→ **EXERCISE GOAL**: Gather all lines from the material that contain "every".

○ ○ ○

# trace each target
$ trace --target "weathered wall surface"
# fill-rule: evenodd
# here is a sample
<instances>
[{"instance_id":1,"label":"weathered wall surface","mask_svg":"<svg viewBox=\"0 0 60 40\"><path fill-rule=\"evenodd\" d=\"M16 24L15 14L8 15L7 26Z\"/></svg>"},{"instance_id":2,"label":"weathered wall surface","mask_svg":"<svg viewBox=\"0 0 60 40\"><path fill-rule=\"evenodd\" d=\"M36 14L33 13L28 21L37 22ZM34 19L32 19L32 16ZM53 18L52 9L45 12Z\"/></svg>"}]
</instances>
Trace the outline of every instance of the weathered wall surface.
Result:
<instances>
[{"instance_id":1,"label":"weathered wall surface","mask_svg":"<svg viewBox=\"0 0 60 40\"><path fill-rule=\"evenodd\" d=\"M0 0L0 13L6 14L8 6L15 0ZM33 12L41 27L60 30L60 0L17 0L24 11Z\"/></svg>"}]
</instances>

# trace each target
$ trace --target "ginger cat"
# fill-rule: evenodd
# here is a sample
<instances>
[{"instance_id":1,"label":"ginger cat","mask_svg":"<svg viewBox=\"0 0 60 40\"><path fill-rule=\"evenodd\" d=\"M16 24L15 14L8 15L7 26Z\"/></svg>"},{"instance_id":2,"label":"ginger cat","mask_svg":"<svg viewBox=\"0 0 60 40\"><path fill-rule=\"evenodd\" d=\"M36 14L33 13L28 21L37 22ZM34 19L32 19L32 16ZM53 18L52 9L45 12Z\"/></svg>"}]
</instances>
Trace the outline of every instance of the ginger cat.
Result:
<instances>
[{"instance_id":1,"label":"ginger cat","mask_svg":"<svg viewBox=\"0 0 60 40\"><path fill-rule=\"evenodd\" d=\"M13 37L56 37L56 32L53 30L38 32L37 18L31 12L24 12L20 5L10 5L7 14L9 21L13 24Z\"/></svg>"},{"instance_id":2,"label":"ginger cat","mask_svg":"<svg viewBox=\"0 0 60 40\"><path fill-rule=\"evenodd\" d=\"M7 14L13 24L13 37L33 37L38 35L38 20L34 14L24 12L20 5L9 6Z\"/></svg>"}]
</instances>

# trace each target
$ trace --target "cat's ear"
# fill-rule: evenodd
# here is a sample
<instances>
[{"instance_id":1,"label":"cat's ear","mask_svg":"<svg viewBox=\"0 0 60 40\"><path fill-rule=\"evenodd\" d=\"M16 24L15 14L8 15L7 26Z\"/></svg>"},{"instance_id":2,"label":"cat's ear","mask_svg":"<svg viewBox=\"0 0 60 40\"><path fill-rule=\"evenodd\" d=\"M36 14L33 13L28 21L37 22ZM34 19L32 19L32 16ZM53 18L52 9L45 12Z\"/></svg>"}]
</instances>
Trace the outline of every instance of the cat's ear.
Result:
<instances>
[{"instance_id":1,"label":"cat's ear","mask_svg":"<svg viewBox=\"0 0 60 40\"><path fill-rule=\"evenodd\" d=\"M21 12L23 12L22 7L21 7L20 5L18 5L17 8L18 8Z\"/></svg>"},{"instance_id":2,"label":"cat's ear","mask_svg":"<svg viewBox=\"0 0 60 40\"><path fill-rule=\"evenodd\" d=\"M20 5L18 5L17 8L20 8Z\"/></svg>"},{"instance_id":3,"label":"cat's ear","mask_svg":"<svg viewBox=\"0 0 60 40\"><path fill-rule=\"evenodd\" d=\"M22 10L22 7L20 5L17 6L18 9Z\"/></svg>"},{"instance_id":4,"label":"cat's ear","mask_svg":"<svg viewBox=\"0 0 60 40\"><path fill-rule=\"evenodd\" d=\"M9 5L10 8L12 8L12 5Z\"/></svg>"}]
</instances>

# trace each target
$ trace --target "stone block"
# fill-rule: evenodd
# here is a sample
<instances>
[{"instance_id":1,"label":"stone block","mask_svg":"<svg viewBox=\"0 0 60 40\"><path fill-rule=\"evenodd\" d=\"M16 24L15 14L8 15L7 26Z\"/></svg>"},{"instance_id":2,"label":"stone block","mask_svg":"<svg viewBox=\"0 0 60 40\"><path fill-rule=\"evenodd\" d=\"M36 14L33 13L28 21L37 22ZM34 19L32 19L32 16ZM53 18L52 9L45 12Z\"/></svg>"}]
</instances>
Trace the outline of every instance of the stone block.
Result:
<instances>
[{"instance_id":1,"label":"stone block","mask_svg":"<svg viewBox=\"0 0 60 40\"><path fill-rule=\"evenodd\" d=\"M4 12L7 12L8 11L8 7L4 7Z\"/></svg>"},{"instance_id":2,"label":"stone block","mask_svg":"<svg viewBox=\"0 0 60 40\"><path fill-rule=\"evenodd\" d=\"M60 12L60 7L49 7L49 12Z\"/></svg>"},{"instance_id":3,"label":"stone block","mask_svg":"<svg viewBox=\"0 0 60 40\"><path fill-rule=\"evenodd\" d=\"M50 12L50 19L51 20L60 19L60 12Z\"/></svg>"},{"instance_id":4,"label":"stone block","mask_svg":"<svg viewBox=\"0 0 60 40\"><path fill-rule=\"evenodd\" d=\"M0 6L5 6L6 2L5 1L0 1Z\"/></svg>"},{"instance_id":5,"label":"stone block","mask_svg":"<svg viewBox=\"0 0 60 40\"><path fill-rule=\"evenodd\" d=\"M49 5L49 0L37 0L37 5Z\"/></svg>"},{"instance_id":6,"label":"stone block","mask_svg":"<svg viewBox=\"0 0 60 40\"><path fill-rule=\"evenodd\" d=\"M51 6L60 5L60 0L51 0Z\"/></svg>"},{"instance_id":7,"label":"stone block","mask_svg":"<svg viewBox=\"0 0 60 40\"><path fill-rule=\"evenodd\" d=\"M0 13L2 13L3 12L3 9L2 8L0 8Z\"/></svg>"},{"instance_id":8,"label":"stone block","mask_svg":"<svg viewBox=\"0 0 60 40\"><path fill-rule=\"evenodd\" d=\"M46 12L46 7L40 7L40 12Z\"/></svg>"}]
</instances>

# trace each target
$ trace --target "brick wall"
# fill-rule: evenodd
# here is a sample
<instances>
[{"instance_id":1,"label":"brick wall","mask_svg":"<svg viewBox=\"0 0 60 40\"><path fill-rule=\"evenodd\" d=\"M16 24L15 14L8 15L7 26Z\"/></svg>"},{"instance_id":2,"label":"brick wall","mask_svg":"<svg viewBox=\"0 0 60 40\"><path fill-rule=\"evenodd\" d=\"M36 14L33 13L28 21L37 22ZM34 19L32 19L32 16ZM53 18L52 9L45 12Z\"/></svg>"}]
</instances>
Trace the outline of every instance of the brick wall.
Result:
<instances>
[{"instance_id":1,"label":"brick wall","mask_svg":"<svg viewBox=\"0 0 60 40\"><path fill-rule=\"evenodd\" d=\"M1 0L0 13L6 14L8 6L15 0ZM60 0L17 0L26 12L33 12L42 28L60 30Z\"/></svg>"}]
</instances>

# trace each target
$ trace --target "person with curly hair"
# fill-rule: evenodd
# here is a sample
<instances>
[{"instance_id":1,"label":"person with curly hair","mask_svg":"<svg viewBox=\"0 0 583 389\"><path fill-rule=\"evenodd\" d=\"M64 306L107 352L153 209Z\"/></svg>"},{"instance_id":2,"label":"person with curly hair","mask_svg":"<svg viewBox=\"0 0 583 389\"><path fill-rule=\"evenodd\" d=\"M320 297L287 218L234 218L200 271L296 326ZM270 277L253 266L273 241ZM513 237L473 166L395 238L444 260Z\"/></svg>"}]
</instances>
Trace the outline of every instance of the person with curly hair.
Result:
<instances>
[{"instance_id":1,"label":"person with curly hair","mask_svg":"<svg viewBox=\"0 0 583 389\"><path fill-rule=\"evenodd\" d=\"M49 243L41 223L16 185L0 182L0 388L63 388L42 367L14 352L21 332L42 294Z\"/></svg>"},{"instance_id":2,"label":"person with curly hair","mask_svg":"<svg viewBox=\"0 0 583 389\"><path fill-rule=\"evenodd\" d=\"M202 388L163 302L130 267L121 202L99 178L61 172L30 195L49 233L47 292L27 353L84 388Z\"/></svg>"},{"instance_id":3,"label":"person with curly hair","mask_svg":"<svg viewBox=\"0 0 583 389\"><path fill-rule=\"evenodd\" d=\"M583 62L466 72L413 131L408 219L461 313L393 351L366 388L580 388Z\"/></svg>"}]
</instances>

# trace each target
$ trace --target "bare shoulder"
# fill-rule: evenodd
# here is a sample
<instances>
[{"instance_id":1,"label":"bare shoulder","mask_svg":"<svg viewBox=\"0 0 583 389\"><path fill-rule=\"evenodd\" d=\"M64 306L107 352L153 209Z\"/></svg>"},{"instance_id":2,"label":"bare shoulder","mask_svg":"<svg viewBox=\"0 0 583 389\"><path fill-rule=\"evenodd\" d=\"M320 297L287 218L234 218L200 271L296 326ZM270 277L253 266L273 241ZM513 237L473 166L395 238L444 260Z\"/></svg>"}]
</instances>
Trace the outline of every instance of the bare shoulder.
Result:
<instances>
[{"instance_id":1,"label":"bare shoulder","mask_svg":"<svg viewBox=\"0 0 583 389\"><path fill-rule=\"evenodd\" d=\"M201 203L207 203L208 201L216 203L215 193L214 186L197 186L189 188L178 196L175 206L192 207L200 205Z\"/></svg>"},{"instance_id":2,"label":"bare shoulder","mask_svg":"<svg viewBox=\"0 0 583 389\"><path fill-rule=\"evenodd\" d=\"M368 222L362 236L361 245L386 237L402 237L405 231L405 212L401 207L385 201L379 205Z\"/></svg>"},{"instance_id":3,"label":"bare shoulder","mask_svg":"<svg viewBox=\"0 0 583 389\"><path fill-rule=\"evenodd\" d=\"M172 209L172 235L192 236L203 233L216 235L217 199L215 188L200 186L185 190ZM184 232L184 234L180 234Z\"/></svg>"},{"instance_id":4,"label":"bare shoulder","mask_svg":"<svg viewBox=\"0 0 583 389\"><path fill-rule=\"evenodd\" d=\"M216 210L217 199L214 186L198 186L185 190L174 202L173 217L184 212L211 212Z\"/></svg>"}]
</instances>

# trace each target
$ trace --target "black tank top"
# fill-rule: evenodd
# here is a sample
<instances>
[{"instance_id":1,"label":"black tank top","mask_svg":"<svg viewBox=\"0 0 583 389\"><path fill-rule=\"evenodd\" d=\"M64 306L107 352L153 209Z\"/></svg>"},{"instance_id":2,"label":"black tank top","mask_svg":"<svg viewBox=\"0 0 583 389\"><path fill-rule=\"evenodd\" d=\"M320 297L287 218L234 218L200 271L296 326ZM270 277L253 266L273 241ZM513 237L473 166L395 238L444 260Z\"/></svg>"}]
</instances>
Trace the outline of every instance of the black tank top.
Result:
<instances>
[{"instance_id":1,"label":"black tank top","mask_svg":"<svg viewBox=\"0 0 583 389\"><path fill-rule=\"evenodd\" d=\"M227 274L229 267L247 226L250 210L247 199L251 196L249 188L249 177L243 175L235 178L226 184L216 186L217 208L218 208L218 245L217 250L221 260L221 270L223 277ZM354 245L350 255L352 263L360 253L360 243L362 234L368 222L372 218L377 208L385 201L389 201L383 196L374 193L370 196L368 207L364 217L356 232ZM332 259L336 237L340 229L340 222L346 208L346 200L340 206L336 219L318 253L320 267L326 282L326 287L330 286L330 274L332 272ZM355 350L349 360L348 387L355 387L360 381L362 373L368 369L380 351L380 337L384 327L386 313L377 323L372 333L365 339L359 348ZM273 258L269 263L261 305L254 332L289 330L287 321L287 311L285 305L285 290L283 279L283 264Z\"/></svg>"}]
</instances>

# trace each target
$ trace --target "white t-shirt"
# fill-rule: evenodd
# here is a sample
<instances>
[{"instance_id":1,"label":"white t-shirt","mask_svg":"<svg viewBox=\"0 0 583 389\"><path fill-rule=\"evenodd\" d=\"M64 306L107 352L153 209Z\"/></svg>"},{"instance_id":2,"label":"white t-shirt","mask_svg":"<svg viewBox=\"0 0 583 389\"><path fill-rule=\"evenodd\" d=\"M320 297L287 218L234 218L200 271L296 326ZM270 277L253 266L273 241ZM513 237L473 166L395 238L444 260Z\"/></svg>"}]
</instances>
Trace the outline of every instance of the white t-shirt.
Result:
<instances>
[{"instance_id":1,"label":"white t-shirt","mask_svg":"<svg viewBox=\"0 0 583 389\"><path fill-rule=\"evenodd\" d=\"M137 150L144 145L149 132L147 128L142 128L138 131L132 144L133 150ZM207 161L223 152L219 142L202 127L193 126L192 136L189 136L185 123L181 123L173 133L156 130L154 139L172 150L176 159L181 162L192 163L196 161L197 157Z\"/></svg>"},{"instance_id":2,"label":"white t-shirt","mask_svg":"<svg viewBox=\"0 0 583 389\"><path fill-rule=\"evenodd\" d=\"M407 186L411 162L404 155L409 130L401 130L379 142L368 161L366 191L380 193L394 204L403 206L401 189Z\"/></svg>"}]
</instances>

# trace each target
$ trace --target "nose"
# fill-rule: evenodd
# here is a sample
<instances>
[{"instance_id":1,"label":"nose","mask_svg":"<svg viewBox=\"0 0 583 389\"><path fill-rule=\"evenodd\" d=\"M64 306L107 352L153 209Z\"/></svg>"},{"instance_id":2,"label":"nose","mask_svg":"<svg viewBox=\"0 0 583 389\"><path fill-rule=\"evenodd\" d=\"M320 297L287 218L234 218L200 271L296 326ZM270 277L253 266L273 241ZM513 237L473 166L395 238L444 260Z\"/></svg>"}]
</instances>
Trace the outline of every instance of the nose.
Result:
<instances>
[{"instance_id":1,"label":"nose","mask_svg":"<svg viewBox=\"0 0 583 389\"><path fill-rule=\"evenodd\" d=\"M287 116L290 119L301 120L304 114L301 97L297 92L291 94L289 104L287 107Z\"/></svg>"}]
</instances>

○ ○ ○

→ **TASK ANSWER**:
Trace the outline of every instance of the weathered wall surface.
Trace the outline of every instance of the ginger cat.
Trace the outline of every instance of the cat's ear.
Trace the outline of every instance of the stone block.
Trace the outline of every instance of the brick wall.
Trace the outline of every instance of the person with curly hair.
Trace the outline of every instance of the bare shoulder.
Trace the outline of every instance of the black tank top.
Trace the outline of every instance of the white t-shirt.
Trace the outline of every instance of the nose.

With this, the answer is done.